### DATA LISTING ###
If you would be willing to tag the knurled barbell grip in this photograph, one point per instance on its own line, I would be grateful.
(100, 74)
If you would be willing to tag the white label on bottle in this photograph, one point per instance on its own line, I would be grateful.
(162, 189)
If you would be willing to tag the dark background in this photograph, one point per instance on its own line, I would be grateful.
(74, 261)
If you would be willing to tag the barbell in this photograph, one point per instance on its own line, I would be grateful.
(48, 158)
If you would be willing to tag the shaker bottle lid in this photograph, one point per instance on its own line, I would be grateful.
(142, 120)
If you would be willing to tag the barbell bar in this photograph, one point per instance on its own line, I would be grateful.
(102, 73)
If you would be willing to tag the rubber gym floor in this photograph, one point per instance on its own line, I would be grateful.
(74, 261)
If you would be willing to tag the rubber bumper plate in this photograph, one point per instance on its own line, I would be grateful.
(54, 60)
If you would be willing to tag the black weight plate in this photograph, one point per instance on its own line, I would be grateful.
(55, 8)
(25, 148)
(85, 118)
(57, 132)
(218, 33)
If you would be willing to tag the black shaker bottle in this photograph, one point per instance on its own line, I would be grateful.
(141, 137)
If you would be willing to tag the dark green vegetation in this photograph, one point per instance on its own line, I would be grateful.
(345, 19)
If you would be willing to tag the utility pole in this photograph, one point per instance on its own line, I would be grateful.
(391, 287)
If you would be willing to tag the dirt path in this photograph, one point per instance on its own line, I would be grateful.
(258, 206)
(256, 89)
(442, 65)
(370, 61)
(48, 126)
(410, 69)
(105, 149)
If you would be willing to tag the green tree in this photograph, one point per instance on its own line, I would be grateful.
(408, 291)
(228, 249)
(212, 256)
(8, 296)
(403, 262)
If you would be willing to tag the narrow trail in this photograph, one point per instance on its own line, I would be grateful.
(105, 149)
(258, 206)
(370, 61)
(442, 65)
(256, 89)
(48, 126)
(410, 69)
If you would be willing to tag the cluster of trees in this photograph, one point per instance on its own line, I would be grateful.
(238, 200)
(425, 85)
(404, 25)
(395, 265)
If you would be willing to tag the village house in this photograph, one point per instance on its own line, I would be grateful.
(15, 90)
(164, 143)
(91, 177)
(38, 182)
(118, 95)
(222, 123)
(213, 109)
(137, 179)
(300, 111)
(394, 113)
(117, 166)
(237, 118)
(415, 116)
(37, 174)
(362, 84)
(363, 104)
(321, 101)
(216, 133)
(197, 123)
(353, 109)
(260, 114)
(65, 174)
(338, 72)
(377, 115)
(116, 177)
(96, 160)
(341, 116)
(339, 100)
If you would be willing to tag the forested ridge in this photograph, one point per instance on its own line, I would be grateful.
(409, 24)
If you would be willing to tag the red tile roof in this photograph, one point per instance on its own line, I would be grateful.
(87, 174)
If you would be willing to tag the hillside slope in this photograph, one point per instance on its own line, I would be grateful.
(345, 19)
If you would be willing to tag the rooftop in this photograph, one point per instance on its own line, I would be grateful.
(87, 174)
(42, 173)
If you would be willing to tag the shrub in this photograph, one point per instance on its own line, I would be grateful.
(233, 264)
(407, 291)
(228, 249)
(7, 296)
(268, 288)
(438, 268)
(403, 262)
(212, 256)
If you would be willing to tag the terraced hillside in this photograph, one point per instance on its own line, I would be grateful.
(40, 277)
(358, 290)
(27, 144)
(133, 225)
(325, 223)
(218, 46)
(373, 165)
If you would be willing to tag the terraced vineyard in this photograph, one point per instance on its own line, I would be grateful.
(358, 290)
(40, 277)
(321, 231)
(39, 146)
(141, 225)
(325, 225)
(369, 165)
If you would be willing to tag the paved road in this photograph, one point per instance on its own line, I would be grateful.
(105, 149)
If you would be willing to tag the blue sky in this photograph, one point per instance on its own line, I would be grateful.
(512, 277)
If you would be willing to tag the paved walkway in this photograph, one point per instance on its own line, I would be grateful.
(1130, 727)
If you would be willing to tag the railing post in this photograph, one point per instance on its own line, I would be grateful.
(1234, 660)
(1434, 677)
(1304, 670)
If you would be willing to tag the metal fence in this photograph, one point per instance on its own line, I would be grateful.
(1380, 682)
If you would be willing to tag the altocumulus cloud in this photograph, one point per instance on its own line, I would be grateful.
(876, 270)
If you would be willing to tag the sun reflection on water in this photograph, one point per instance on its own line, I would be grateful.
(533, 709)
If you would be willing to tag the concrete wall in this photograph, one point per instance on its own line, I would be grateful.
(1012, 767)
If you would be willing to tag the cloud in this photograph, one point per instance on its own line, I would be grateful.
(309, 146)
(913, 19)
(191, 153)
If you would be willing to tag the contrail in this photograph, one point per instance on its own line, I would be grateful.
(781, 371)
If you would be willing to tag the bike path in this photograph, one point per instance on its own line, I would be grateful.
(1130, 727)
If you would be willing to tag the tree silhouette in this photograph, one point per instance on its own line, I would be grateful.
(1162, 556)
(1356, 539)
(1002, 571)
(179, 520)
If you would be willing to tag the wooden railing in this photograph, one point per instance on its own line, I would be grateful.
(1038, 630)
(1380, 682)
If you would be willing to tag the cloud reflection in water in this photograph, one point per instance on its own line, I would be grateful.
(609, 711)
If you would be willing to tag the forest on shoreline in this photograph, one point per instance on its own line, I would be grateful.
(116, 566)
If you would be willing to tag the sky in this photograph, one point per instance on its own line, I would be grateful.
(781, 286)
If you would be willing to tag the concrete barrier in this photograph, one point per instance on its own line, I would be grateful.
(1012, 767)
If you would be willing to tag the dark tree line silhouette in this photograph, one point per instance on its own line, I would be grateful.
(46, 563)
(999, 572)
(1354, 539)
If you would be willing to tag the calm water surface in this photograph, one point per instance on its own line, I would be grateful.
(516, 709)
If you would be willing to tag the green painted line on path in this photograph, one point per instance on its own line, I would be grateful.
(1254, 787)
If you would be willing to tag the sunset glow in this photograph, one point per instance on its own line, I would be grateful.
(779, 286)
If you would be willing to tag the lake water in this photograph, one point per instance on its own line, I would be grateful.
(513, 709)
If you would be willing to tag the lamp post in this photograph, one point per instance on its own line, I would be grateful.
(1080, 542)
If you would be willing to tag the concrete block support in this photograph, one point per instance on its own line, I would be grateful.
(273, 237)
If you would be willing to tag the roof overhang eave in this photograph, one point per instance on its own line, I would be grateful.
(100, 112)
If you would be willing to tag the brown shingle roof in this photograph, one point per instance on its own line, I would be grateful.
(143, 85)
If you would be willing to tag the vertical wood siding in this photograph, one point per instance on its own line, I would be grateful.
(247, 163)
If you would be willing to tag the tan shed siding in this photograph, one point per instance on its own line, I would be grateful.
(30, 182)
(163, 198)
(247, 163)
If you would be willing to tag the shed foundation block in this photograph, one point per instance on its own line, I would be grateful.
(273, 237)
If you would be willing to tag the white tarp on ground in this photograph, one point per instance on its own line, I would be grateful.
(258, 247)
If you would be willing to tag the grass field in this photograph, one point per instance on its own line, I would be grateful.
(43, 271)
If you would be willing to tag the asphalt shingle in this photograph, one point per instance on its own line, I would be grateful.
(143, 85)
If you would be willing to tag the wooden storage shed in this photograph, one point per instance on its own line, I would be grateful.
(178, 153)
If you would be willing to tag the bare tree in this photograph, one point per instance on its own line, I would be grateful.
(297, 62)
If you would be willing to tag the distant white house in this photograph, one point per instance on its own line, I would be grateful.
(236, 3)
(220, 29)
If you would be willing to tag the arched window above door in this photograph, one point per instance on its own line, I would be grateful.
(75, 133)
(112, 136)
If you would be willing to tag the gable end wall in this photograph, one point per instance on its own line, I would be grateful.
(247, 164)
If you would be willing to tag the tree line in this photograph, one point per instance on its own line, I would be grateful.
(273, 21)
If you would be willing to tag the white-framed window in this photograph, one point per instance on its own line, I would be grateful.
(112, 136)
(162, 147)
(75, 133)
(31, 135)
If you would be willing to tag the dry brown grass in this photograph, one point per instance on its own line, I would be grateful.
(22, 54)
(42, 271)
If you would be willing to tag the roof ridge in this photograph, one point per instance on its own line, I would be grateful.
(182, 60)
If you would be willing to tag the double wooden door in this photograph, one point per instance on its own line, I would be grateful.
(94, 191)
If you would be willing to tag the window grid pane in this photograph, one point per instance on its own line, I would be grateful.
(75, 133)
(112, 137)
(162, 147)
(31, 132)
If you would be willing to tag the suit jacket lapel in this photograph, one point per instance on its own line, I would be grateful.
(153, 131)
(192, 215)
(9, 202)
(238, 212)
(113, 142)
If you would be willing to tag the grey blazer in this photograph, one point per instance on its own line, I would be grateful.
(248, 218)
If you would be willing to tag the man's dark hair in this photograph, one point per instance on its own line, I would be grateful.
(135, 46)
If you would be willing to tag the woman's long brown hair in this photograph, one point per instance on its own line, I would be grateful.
###
Edit the items from the line with "If you would be willing to tag the sunset" up to and including the line with "(1080, 542)" by replacing "lamp post" with "streetlight", and give those lines again with nothing else changed.

If you would be willing to tag the sunset glow in this photograph, one point per instance on its own line, I would be grateful.
(779, 286)
If you would be willing to tag the lake water in this photograph, one point per instance on its own line, I would be grateful.
(513, 709)
If you would be willing to tag the streetlight in this photograph, one point per instance on its own line, I would be grateful.
(1080, 542)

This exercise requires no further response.